**TÂCHE À RÉALISER:** Mets à jour toutes les lignes ci-dessous, s'il te plaît, en remplaçant « the phrase to segment » par « the expression to segment » et en laissant tout le reste tel quel.

**LIGNES DE DONNÉES:**

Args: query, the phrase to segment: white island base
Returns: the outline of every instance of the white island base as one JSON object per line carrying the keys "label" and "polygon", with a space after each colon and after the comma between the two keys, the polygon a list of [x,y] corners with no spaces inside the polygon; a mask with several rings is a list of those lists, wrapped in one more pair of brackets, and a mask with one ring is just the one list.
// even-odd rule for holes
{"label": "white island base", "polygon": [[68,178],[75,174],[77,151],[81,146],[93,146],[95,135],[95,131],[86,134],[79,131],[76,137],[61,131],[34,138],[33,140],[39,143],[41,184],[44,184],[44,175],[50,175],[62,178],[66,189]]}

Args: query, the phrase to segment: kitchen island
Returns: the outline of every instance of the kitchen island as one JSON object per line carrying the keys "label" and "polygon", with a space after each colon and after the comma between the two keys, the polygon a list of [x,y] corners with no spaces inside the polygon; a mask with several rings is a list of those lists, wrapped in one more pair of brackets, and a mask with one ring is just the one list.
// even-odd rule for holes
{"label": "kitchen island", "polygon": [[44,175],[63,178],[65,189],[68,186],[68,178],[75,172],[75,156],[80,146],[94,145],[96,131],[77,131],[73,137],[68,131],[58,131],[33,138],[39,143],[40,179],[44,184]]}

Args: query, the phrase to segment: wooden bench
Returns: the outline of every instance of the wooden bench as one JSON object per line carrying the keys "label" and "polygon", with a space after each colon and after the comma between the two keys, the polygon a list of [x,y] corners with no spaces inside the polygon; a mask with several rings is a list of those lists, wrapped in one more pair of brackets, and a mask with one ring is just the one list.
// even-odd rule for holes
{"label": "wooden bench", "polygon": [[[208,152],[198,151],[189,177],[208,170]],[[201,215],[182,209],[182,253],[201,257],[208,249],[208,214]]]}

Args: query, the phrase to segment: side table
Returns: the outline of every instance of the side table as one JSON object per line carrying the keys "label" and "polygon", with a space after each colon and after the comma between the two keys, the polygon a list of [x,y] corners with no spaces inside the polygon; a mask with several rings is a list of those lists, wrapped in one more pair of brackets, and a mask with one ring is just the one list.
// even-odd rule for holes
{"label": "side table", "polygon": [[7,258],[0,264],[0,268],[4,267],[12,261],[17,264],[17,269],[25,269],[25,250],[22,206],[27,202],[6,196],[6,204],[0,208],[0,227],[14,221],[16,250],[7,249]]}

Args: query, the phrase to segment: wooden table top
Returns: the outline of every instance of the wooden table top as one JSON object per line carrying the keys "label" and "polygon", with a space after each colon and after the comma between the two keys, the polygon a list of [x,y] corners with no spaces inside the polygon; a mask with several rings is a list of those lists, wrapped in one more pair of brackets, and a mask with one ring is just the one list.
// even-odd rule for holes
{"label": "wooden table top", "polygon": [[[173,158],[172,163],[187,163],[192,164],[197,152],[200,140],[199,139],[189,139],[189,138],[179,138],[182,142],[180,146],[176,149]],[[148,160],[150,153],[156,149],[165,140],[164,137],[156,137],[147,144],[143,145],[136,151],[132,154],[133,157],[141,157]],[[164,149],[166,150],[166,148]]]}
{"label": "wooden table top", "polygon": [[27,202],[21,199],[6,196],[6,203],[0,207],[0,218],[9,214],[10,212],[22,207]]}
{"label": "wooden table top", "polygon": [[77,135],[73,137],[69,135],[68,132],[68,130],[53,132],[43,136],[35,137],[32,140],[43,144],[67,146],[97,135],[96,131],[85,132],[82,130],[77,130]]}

**SOLUTION PROPOSÉE:**
Args: query, the expression to segment: white island base
Returns: the outline of every instance of the white island base as one JSON object per line carrying the keys "label" and "polygon", with a space after each colon and after the comma between the two keys, the polygon a list of [x,y] corners with no spaces inside the polygon; a mask with several rings is a list of those lists, wrapped in one more pair of brackets, and a mask with one ring is just the one list.
// even-odd rule for holes
{"label": "white island base", "polygon": [[68,178],[75,174],[77,151],[81,146],[93,146],[95,135],[95,131],[86,134],[79,131],[76,137],[61,131],[34,138],[33,140],[39,143],[41,184],[44,184],[44,175],[50,175],[62,178],[66,189]]}

Args: query, the expression to segment: kitchen island
Returns: the outline of every instance of the kitchen island as one JSON object per line carrying the keys "label" and "polygon", with a space after each colon and after the comma between the two keys, the polygon a list of [x,y] corners with no spaces inside the polygon; a mask with several rings is a list of those lists, wrapped in one more pair of brackets, and a mask with one ring is just the one list.
// even-odd rule for holes
{"label": "kitchen island", "polygon": [[44,175],[63,178],[65,189],[68,186],[68,178],[75,172],[75,156],[80,146],[94,145],[96,131],[77,131],[73,137],[68,131],[58,131],[33,138],[39,143],[40,179],[44,184]]}

Args: query, the expression to segment: wooden bench
Returns: the outline of every instance of the wooden bench as one JSON object per line carrying the keys "label" and "polygon", with a space after each colon and after the comma between the two keys, the polygon a list of [x,y] corners with no spaces inside the polygon; a mask with several rings is a list of those lists, wrapped in one more pair of brackets, and a mask with one ring is just the one list.
// even-odd rule for holes
{"label": "wooden bench", "polygon": [[[208,152],[198,151],[189,177],[208,170]],[[201,215],[182,209],[182,253],[201,257],[208,249],[208,214]]]}

Args: query, the expression to segment: side table
Returns: the outline of every instance of the side table as one JSON object per line carrying the keys "label" and "polygon", with a space after each colon and after the comma between the two keys, the polygon a list of [x,y] corners with no spaces inside the polygon; a mask with several rings is a list of those lists, wrapped in one more pair of brackets, and a mask with one ring is just the one list.
// even-odd rule for holes
{"label": "side table", "polygon": [[7,258],[0,264],[0,268],[4,267],[12,261],[17,264],[17,269],[25,269],[25,250],[22,206],[27,202],[6,196],[6,204],[0,208],[0,227],[14,221],[16,250],[7,249]]}

Args: query, the expression to segment: wooden table top
Returns: the outline of every instance of the wooden table top as one JSON object per line carrying the keys "label" and "polygon", with a space after each colon and after the comma between the two keys, the polygon a list of [x,y] corners with no spaces inside the polygon; a mask with several rings is a list of those lists, wrapped in one more pair of brackets, and a mask with one ring is just the one list.
// even-odd rule for holes
{"label": "wooden table top", "polygon": [[[173,158],[172,163],[187,163],[192,164],[197,152],[200,140],[199,139],[189,139],[189,138],[179,138],[182,142],[180,146],[176,149]],[[148,160],[150,153],[156,149],[165,140],[164,137],[156,137],[147,144],[143,145],[136,151],[132,154],[133,157],[141,157]],[[164,149],[166,150],[166,148]]]}
{"label": "wooden table top", "polygon": [[27,202],[21,199],[6,196],[6,203],[0,207],[0,218],[9,214],[10,212],[22,207]]}
{"label": "wooden table top", "polygon": [[77,135],[73,137],[69,135],[68,132],[68,130],[53,132],[43,136],[35,137],[32,140],[43,144],[67,146],[97,135],[96,131],[85,132],[82,130],[77,130]]}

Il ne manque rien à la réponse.